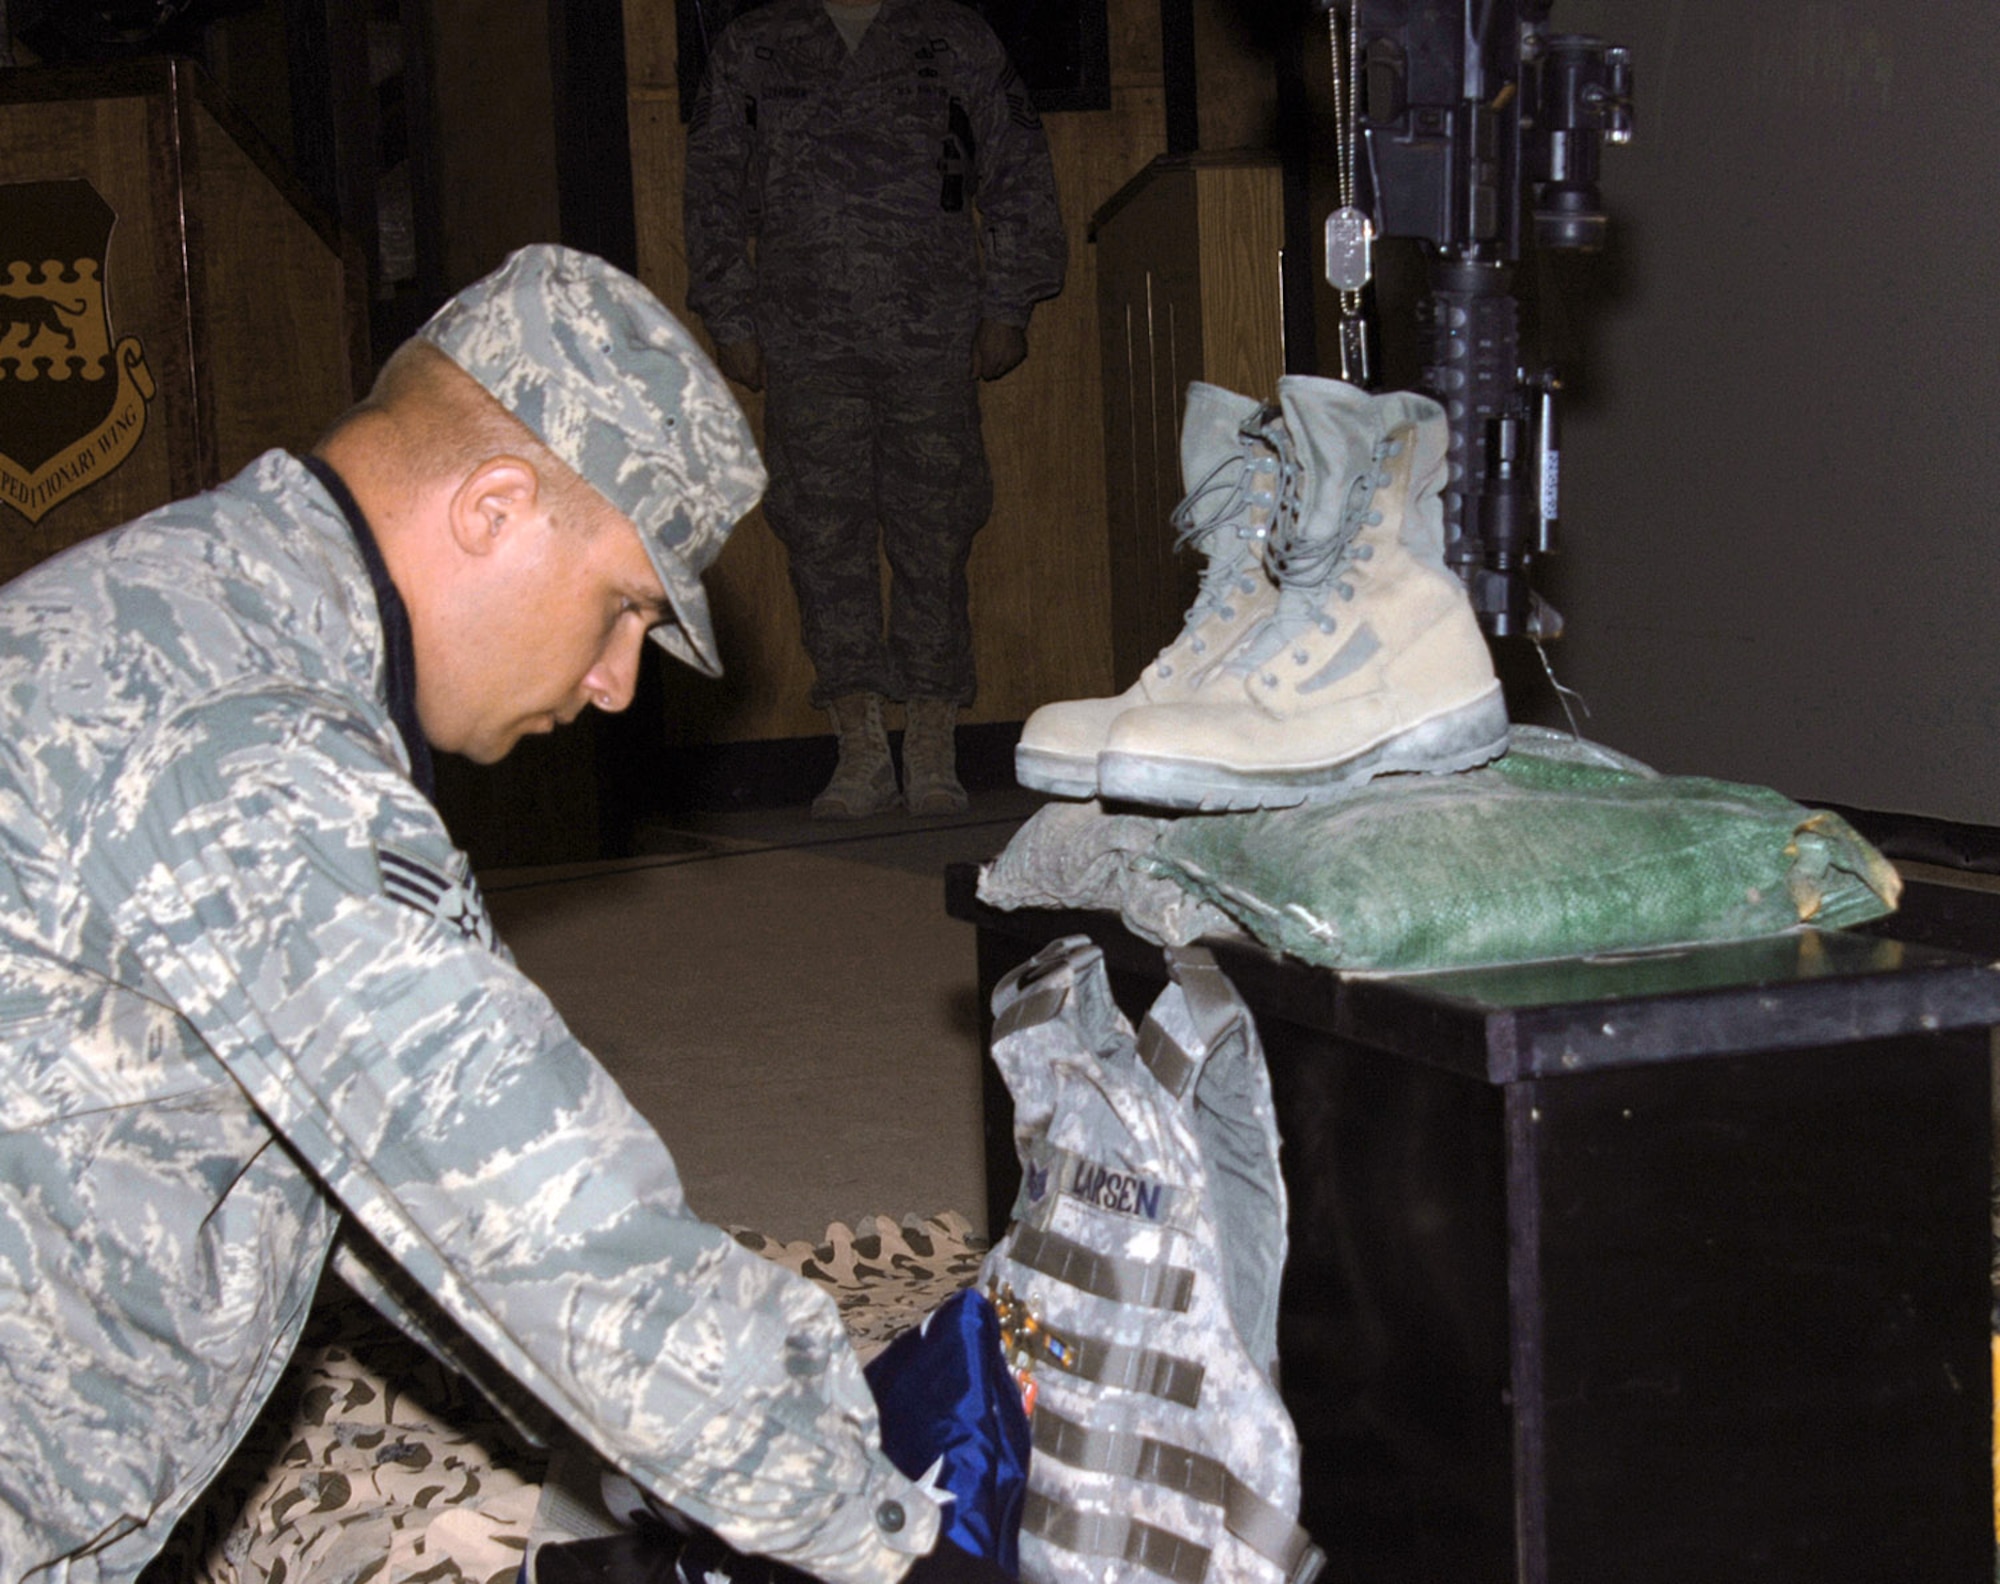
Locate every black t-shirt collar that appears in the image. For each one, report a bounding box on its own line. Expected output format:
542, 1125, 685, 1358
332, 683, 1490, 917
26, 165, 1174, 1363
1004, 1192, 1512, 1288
297, 454, 437, 799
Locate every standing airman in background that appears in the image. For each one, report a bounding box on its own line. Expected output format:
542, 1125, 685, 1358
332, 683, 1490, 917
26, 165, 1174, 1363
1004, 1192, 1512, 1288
684, 0, 1067, 819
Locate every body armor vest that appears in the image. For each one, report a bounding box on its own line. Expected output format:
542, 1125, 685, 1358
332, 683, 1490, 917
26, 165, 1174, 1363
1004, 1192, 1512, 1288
979, 937, 1323, 1584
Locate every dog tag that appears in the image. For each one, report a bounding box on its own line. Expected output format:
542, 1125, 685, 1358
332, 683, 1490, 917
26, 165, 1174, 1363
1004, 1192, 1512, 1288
1324, 206, 1374, 291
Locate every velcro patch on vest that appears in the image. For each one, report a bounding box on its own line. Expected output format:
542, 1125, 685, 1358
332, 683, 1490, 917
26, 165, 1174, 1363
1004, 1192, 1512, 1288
378, 843, 497, 951
1018, 1143, 1192, 1232
1065, 1157, 1169, 1221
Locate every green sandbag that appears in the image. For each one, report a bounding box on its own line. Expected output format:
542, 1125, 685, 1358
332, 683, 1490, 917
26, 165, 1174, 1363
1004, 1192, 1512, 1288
1143, 728, 1901, 974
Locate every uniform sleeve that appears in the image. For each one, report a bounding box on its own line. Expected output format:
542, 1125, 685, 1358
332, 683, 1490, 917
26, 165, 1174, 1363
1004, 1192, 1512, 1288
961, 29, 1067, 327
89, 688, 941, 1584
684, 28, 764, 348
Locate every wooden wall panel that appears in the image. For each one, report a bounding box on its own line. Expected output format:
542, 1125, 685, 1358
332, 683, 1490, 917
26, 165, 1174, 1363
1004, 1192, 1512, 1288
189, 97, 362, 473
1107, 0, 1162, 80
967, 81, 1166, 725
1095, 166, 1204, 687
430, 0, 564, 288
1093, 155, 1282, 684
1193, 0, 1281, 153
623, 0, 1168, 742
1194, 162, 1285, 400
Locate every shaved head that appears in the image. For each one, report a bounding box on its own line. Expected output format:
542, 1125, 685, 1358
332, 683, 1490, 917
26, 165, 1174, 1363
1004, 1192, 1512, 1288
326, 342, 613, 538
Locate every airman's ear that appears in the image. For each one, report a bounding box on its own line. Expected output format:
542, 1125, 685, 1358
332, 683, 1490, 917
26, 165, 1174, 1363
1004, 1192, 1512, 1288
448, 456, 542, 557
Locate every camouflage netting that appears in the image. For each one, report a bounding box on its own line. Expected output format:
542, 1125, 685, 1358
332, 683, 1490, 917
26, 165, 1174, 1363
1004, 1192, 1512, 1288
1146, 727, 1901, 973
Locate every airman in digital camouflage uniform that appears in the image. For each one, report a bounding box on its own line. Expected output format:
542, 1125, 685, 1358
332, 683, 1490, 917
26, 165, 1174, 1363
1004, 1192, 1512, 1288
683, 0, 1067, 820
0, 245, 998, 1584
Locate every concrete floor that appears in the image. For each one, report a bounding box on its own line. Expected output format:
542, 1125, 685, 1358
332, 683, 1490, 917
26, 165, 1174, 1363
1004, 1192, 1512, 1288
482, 788, 1047, 1241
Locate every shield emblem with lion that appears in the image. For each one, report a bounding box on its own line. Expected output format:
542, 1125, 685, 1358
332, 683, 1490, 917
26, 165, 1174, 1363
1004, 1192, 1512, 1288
0, 179, 156, 524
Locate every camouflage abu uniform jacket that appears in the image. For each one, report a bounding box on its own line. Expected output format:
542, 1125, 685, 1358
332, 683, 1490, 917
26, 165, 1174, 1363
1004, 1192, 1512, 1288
683, 0, 1067, 371
0, 451, 940, 1583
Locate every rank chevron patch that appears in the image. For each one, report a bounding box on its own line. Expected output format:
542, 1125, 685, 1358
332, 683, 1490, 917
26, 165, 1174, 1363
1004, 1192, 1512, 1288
377, 842, 497, 951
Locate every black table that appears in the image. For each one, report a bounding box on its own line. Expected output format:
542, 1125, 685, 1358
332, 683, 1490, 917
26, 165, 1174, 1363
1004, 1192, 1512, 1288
945, 864, 2000, 1584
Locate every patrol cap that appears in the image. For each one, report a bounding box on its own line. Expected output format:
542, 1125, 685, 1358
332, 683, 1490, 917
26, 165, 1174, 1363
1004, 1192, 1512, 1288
416, 244, 764, 678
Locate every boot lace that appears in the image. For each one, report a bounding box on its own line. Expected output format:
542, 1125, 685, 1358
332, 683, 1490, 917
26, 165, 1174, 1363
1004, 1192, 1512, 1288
1229, 435, 1402, 684
1153, 407, 1290, 678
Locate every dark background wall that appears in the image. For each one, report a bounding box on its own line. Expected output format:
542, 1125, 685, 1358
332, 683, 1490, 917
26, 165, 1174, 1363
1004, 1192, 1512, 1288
1515, 0, 1998, 826
6, 0, 1993, 841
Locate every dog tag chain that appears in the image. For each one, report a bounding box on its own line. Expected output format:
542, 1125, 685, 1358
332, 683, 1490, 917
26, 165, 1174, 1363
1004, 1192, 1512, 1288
1326, 5, 1373, 384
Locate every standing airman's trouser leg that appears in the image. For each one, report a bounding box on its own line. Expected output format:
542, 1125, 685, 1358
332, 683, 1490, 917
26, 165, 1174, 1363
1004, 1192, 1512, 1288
762, 368, 901, 707
877, 371, 990, 705
878, 371, 990, 813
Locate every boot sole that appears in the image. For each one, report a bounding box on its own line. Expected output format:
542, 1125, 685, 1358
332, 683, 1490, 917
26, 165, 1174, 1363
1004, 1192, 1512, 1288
810, 790, 904, 821
1014, 743, 1099, 799
1097, 686, 1511, 812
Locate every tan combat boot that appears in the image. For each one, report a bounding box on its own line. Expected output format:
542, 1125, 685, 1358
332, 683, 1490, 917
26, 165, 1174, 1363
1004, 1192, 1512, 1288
1097, 377, 1509, 811
1013, 381, 1287, 797
903, 698, 969, 816
811, 692, 900, 820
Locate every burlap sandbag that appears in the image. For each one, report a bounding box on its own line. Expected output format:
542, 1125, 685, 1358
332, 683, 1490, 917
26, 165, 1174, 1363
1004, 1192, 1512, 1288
1143, 727, 1899, 973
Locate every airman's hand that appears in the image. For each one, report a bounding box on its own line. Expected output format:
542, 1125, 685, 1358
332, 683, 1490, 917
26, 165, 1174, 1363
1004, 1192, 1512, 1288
970, 319, 1028, 382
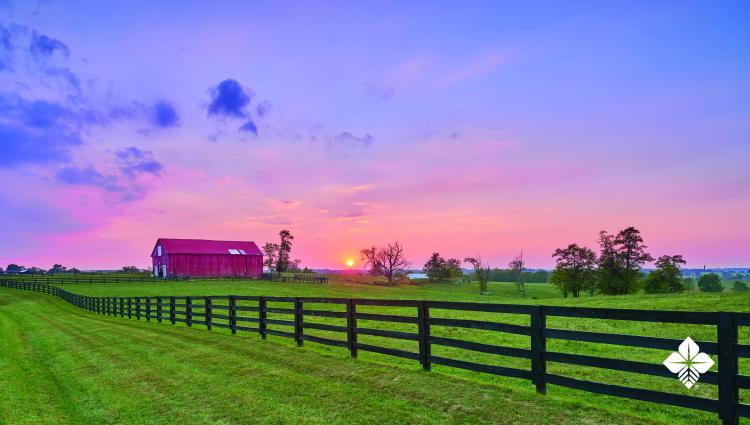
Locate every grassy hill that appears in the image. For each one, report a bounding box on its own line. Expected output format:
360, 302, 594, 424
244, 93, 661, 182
0, 288, 663, 425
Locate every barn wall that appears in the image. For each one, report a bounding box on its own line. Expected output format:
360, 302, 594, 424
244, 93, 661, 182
167, 254, 262, 277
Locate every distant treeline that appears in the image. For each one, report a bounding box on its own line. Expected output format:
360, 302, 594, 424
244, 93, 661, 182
486, 268, 549, 283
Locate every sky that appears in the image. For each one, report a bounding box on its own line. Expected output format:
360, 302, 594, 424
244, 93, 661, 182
0, 1, 748, 270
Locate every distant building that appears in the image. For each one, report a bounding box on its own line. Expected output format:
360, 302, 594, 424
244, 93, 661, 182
151, 238, 263, 278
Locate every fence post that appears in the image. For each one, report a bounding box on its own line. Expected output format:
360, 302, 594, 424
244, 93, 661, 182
136, 297, 141, 320
259, 296, 267, 339
169, 296, 176, 325
157, 297, 163, 323
418, 301, 431, 371
229, 296, 237, 335
146, 298, 152, 322
119, 298, 124, 317
718, 312, 738, 425
530, 305, 547, 394
294, 298, 304, 347
186, 296, 193, 327
346, 299, 358, 358
205, 296, 212, 331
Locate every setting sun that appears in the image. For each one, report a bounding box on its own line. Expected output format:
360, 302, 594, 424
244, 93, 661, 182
345, 259, 354, 267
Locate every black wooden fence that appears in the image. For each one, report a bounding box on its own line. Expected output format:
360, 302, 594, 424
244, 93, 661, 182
1, 280, 748, 424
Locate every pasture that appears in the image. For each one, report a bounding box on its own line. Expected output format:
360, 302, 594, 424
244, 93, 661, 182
2, 277, 749, 424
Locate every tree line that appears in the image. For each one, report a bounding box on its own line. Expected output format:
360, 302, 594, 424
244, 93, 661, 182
548, 226, 741, 297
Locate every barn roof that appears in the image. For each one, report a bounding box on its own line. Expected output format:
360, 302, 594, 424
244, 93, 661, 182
152, 238, 263, 256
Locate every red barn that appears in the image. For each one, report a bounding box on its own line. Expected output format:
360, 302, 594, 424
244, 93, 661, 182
151, 238, 263, 278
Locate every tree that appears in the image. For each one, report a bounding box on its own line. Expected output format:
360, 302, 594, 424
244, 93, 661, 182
733, 281, 749, 292
508, 252, 526, 296
697, 273, 723, 292
464, 257, 490, 295
0, 266, 4, 274
26, 267, 46, 274
262, 242, 279, 271
550, 244, 598, 298
276, 230, 294, 272
614, 226, 653, 290
423, 253, 446, 282
597, 227, 653, 295
360, 241, 409, 283
643, 255, 687, 294
422, 253, 463, 282
289, 259, 302, 272
6, 264, 25, 274
121, 266, 139, 273
49, 264, 68, 274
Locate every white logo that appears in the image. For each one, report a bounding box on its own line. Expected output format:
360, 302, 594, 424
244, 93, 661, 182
663, 337, 715, 388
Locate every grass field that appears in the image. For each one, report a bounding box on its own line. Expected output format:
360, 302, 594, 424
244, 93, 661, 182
2, 279, 749, 424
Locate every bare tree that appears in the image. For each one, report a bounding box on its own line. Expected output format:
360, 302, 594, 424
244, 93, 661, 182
508, 251, 526, 296
464, 256, 491, 295
360, 241, 409, 283
262, 242, 279, 271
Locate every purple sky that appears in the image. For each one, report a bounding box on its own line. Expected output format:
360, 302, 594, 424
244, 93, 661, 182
1, 1, 748, 270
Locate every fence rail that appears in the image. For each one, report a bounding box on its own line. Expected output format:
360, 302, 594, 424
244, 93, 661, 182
0, 280, 747, 424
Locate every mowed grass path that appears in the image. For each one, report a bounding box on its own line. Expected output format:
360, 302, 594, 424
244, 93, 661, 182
49, 280, 750, 424
0, 289, 664, 425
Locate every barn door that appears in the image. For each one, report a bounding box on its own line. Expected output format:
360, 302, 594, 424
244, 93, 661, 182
162, 264, 167, 278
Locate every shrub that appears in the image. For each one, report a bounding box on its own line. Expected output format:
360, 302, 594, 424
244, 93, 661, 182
733, 281, 749, 292
697, 273, 723, 293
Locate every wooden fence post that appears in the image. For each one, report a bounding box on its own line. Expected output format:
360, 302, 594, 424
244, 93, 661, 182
294, 298, 304, 347
169, 296, 176, 324
205, 297, 212, 331
259, 296, 267, 339
119, 298, 124, 317
157, 297, 163, 323
718, 312, 738, 425
127, 298, 132, 318
530, 305, 547, 394
186, 296, 192, 327
146, 298, 152, 322
347, 299, 358, 358
229, 296, 237, 335
136, 297, 141, 320
418, 301, 431, 371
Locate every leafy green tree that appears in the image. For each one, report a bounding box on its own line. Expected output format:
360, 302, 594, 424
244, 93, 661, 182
464, 257, 490, 295
424, 253, 446, 282
6, 264, 24, 274
550, 244, 598, 297
597, 227, 653, 295
424, 253, 463, 282
0, 266, 4, 274
276, 230, 295, 272
262, 242, 279, 271
643, 255, 686, 293
121, 266, 139, 273
697, 273, 723, 292
733, 281, 749, 292
49, 264, 68, 274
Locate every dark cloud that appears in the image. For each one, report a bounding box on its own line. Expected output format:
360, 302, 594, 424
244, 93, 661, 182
29, 31, 70, 59
207, 79, 252, 118
331, 132, 374, 148
151, 101, 179, 128
0, 95, 84, 167
238, 119, 258, 136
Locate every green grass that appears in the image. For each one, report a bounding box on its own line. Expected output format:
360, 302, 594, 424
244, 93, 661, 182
0, 289, 664, 425
3, 279, 750, 424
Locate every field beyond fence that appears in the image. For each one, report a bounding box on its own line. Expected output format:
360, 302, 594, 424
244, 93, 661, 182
1, 279, 748, 424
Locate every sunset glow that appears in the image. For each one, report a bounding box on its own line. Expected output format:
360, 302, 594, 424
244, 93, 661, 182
0, 2, 748, 270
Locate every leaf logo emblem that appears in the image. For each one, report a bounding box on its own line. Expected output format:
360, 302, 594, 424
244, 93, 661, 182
663, 337, 715, 388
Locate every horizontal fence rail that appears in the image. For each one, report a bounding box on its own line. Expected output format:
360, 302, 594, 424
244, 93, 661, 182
0, 280, 747, 424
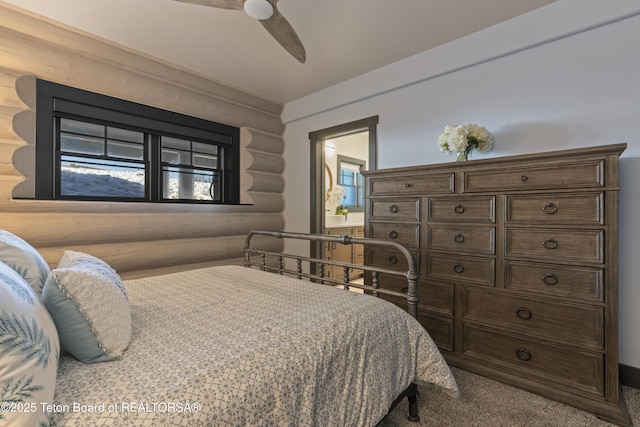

* [TASK ITEM]:
Find and show each line of the listing with the word "standing".

* [RESULT OF THIS TASK]:
Locate every standing airman in background that appears in the image. For each one, report a bounding box on its own line. Expected output format:
Locate every standing airman's trouser leg that appears in the image. For each one, report a bounding box on its own line. Expected output format:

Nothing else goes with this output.